**Фрагмент статьи**

━━━━━━━━━━━━━━━━━━━━

Верхозин А. Включенный читатель в рассказе Чехова «Спать хочется» // Русская филология -20: Сб. научн. раб. молодых филологов, Тарту: Изд. Тартуского университета, 2009 - С. 74-81
Под «читателем» при описании литературного произведения понимается обычно предполагаемый адресат произведения, который может появляться в тексте в качестве персонажа (эксплицитный читатель), а может быть задан с помощью лингвистических средств, включения чужого слова, цитации, композиционных средств (имплицитный читатель). Рассмотрим, как эта категория реализуется в структуре рассказа А. П. Чехова «Спать хочется».
Категория читателя, включенного в структуру текста («включенный читатель» / «читатель»), - одна из новых и дискуссионных проблем литературоведения. В исследованиях и даже словарях нет единства по поводу ее понятийного наполнения. Так, «включенный читатель» (impliciter lesser) В. Изера может рассматриваться только в рамках феноменологии. М. Науман рассматривал читателя только в социологическом аспекте (потребления литературы). С. Фиш подчинял эту категорию стилистике, Ю. М. Лотман, Б. О. Корман и В. В. Прозоров - авторской воле. Эта мозаика, однако, имеет общие основания, а именно - представление о том, что ряд элементов текста предоставляет большие возможности для сотворчества автора и читателя. Имеются в виду лакуны (элипсис) или вставки (тмезис), для понимания которых необходимо задействовать фантазию и знания читателя.
Попытки анализа этой категории в творчестве Чехова предпринимались в 80-е годы XX века П. И. Овчаровой. Овчарова рассматривала «результат диалектической взаимосвязи художника и современной ему аудитории» [3: 2]. Она реконструировала «идеального читателя» на основе эволюции взглядов автора на аудиторию, поэтому не уделяла внимания особенностям текста, (74) которые формируют этот «отклик». Нас же интересуют, прежде всего, именно эти особенности, элементы текста, которые влияют на читательское восприятие.
А.П. Чудаков относит рассказ «Спать хочется» (1888) к рассказам объективной манеры [5: 64], а это исключает возможность эксплицитного проявления «читателя» в тексте, и в рассказе мы имеем дело с «имплицитным «читателем». Выразительность рассказа связана, по мнению П. И. Овчаровой, с применением субъективации повествования, которая «усиливает сжатость изложения при максимализации смыслового содержания и эмоционально-экспрессивной выразительности» [3: 66]. Субъективация - это характерный для Чехова конца 80-х повествовательный прием насыщения слова повествователя эмоциями и мотивациями персонажа с помощью «пульсирующих изменений» дистанции между повествователем и персонажем [6: 12-13]. С ее помощью повествование Чехова достигает многократно описанного эффекта: читатель испытывает «воздействие автора, сам того не замечая» [7: 13]; автор включает «мысли и воображения читателя в самую суть проблемной ситуации настолько, чтобы заставить ее решать» [8, 441]. Рассмотрим, как это происходит в тексте.

━━━━━━━━━━━━━━━━━━━━

Строки набора данных о расположении объектов
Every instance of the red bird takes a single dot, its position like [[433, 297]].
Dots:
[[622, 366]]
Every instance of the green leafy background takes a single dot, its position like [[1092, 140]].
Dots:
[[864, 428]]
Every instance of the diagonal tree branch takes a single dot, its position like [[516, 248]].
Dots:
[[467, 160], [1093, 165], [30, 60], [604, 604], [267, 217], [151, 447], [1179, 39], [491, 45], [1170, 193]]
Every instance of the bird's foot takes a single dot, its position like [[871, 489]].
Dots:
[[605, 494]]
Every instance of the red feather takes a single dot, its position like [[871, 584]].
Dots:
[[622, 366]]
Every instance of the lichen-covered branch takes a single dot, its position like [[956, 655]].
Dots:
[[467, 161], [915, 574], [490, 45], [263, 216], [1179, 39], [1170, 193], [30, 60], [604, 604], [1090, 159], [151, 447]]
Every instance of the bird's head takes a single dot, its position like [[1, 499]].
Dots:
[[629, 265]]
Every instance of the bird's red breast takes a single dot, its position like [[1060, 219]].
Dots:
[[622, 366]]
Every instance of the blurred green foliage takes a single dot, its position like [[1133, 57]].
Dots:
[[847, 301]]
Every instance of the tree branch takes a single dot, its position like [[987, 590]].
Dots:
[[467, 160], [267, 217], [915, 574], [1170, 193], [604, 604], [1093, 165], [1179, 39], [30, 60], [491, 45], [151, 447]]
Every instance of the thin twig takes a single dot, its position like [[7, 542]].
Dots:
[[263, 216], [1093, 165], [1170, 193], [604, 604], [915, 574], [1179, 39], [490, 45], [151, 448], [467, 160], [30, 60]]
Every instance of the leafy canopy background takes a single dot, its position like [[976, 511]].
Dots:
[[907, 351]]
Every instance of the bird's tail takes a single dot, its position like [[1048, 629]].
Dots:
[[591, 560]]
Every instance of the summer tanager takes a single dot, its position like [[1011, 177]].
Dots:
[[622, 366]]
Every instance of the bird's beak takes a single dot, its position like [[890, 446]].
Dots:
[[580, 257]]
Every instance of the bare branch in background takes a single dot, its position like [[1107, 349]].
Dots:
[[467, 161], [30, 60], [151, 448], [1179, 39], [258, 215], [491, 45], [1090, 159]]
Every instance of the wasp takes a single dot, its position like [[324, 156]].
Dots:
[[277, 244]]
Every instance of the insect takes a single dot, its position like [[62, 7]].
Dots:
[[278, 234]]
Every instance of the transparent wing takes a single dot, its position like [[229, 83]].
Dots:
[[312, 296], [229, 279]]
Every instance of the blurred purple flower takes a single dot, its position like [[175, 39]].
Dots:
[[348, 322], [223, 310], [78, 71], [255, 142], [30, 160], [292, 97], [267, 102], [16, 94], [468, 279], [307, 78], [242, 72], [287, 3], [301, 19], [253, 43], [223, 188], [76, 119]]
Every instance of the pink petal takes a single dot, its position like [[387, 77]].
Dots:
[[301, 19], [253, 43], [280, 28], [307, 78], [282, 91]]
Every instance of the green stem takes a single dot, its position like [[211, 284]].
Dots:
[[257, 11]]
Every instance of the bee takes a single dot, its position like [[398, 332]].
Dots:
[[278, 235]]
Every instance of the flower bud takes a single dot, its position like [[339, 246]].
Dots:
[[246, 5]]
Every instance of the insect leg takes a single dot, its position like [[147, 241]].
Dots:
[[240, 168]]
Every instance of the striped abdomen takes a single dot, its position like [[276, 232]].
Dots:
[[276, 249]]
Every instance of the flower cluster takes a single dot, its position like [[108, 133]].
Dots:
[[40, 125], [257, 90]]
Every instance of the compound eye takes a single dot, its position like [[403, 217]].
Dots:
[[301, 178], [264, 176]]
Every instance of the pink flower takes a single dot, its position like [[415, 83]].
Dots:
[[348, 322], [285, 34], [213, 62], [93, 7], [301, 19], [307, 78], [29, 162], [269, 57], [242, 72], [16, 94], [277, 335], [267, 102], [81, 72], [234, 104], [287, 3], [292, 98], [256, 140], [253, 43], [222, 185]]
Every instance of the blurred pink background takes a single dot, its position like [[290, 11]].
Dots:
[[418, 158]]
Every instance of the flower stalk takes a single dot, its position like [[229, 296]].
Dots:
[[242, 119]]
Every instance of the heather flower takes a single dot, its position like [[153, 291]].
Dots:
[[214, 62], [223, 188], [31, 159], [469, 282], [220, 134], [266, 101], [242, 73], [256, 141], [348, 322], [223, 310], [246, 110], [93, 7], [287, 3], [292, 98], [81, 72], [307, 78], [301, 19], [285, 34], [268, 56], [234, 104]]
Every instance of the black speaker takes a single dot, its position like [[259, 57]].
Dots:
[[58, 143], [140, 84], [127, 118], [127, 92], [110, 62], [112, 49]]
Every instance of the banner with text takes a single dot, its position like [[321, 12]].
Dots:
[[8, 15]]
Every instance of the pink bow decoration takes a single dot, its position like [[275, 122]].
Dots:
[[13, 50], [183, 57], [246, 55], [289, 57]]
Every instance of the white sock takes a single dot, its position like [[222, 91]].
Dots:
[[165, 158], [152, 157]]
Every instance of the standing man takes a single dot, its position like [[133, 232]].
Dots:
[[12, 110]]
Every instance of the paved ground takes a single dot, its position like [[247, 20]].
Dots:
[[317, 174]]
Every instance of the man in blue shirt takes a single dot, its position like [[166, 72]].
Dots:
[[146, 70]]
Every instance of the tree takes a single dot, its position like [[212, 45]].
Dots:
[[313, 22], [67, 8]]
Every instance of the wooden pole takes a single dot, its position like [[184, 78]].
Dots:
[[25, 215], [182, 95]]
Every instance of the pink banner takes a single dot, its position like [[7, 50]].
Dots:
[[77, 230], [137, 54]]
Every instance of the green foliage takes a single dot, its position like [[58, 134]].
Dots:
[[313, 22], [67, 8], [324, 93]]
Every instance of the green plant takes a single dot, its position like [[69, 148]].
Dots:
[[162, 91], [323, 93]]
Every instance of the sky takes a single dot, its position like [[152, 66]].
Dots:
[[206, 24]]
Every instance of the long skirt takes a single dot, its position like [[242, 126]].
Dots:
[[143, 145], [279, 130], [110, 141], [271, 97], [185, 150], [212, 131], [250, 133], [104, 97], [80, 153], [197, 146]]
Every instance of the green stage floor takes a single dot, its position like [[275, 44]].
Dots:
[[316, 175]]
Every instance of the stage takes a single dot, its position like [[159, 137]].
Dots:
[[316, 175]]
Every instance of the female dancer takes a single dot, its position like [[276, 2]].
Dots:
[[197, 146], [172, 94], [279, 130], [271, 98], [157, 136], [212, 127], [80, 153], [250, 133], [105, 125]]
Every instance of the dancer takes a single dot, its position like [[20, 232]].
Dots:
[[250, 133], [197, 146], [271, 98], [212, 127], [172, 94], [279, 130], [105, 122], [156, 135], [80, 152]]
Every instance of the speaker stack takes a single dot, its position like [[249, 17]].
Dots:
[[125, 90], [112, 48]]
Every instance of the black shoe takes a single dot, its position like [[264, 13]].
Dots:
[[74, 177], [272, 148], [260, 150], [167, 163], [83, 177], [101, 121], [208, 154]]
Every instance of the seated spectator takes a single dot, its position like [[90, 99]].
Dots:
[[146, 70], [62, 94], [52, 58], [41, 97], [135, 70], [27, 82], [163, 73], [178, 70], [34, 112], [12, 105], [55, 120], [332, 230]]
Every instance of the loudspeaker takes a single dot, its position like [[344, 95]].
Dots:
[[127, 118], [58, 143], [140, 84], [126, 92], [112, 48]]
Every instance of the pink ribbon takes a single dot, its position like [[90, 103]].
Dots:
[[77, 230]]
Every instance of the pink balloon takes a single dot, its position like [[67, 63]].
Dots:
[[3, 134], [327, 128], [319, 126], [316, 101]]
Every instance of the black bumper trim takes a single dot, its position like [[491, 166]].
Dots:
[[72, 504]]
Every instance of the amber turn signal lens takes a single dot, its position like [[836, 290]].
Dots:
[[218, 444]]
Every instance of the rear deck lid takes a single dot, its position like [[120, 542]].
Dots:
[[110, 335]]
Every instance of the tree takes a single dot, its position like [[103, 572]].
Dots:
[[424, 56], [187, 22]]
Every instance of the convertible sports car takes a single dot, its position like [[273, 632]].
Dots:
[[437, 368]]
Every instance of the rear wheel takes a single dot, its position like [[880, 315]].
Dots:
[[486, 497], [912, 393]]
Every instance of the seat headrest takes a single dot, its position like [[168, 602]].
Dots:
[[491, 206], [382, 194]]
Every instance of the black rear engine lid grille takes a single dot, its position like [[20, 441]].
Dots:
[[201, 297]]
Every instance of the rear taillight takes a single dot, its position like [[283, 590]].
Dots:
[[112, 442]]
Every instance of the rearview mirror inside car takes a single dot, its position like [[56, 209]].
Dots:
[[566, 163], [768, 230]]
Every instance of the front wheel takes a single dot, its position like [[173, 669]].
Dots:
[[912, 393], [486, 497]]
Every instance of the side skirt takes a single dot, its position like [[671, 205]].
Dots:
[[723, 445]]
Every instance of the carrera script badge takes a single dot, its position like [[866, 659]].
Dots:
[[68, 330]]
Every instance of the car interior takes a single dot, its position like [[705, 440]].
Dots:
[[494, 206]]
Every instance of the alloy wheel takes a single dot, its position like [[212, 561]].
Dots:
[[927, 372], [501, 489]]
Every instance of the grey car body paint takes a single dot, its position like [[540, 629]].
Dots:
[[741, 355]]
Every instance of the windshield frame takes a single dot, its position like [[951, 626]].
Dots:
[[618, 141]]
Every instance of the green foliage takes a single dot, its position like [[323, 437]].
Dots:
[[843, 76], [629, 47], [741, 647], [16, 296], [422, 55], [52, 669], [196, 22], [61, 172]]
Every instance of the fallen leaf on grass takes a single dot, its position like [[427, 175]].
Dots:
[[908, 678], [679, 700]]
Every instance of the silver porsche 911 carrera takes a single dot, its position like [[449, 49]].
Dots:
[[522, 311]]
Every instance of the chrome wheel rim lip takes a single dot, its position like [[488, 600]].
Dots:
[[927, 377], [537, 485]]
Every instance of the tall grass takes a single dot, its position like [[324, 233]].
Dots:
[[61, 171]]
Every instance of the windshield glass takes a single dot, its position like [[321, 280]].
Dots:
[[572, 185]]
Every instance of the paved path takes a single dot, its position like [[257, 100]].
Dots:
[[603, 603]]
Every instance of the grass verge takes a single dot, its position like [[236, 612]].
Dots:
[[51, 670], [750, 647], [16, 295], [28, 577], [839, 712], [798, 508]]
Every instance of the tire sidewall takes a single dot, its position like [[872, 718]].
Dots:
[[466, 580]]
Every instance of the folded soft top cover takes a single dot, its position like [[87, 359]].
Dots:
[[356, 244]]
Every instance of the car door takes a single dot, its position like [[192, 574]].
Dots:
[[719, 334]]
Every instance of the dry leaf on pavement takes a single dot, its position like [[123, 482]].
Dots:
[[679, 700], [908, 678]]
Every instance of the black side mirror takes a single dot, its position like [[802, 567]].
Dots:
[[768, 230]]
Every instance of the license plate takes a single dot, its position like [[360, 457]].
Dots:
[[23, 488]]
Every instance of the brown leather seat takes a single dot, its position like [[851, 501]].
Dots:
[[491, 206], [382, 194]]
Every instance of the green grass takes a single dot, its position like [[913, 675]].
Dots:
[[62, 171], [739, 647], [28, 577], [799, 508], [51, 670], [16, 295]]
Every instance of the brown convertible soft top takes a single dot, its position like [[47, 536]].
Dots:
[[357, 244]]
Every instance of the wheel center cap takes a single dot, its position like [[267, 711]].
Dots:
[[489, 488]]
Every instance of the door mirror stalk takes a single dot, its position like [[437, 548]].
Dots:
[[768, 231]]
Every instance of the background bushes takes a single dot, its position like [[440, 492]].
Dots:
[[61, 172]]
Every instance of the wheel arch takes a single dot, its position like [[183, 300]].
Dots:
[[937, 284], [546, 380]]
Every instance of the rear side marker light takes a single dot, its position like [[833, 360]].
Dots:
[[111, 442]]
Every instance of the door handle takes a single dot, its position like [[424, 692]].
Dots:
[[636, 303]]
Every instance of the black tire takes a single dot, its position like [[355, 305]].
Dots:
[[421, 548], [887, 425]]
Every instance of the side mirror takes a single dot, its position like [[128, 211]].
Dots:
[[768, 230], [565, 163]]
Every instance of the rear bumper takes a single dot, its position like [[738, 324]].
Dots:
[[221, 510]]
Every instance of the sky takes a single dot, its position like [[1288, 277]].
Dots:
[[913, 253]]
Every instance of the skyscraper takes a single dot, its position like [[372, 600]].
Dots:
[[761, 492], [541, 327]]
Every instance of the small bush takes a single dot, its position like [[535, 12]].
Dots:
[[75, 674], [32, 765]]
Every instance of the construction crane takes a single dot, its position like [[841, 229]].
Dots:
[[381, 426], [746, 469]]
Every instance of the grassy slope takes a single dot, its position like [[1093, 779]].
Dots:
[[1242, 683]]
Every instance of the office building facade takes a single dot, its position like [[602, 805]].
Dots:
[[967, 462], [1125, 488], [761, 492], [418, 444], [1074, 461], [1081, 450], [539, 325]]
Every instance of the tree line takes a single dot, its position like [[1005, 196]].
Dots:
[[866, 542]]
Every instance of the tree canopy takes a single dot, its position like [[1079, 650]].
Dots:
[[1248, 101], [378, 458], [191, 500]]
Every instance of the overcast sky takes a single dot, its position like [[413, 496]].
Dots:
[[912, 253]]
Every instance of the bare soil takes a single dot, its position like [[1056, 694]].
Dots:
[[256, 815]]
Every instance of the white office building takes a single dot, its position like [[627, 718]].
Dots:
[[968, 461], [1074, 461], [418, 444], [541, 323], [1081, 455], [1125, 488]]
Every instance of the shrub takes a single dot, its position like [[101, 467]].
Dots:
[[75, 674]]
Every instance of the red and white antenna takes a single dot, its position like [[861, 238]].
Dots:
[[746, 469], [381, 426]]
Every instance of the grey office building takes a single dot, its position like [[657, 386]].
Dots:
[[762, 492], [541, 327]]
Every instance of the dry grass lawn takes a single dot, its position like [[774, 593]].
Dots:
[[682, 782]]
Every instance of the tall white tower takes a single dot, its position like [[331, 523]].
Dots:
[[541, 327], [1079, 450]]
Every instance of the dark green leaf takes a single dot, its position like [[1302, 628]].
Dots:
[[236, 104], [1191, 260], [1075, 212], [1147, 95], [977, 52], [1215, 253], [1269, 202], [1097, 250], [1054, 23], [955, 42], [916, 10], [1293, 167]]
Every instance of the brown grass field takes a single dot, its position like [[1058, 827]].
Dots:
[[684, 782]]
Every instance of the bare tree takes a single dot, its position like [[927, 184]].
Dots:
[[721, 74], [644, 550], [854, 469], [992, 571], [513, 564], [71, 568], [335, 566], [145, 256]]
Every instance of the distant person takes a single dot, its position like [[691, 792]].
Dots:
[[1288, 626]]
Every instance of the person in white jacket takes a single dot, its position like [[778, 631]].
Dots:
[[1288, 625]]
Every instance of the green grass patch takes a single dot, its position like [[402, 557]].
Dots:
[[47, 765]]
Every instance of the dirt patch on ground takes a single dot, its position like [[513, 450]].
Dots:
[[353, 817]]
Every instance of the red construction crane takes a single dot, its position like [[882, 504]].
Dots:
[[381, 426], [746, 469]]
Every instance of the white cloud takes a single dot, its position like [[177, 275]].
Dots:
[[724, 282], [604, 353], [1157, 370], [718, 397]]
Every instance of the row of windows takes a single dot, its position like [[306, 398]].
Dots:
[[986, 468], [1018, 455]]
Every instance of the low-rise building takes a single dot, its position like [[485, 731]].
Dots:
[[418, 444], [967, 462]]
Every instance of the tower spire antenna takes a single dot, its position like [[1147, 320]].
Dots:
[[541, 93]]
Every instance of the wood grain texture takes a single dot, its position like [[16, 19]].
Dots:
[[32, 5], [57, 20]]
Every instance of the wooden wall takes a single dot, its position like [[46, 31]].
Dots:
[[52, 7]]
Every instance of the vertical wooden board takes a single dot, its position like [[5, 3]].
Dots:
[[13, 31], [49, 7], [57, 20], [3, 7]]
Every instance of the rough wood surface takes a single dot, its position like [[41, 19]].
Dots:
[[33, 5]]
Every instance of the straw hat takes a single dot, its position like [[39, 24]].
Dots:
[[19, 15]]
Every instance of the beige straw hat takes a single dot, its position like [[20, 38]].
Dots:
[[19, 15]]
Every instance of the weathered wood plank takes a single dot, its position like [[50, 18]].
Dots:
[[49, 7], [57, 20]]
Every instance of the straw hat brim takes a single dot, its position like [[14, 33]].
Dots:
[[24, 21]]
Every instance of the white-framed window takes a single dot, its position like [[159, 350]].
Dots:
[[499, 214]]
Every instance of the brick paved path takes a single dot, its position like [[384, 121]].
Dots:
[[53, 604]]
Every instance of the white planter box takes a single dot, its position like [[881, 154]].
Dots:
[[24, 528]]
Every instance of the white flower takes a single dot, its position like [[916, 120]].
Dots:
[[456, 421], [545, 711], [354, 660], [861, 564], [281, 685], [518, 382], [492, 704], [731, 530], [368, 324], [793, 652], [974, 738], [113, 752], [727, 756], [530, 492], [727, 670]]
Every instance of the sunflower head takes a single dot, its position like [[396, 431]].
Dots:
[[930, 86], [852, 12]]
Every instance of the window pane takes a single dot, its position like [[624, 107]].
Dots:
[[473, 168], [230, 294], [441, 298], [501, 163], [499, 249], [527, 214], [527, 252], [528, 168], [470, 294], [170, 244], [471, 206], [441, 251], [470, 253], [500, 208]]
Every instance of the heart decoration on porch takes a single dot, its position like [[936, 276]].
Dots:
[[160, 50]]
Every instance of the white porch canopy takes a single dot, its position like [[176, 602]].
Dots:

━━━━━━━━━━━━━━━━━━━━

**Задания**
1 - Почему, согласно статье о рассказе Чехова «Спать хочется», читатель в этом рассказе может быть только имплицитным? Ответьте в одном–трёх предложениях.
2 - Перепишите дословно из статьи о рассказе Чехова «Спать хочется» фрагмент, который начинается словами «Категория читателя, включенного» и заканчивается словами «и знания читателя.».
Этот материал существует отдельно от статьи.

**Ответы**
1 - А. П. Чудаков относит рассказ «Спать хочется» (1888) к рассказам объективной манеры. Такая манера исключает эксплицитное проявление читателя в тексте, поэтому в рассказе мы имеем дело с имплицитным читателем.

2 -
Категория читателя, включенного в структуру текста («включенный читатель» / «читатель»), - одна из новых и дискуссионных проблем литературоведения. В исследованиях и даже словарях нет единства по поводу ее понятийного наполнения. Так, «включенный читатель» (impliciter lesser) В. Изера может рассматриваться только в рамках феноменологии. М. Науман рассматривал читателя только в социологическом аспекте (потребления литературы). С. Фиш подчинял эту категорию стилистике, Ю. М. Лотман, Б. О. Корман и В. В. Прозоров - авторской воле. Эта мозаика, однако, имеет общие основания, а именно - представление о том, что ряд элементов текста предоставляет большие возможности для сотворчества автора и читателя. Имеются в виду лакуны (элипсис) или вставки (тмезис), для понимания которых необходимо задействовать фантазию и знания читателя.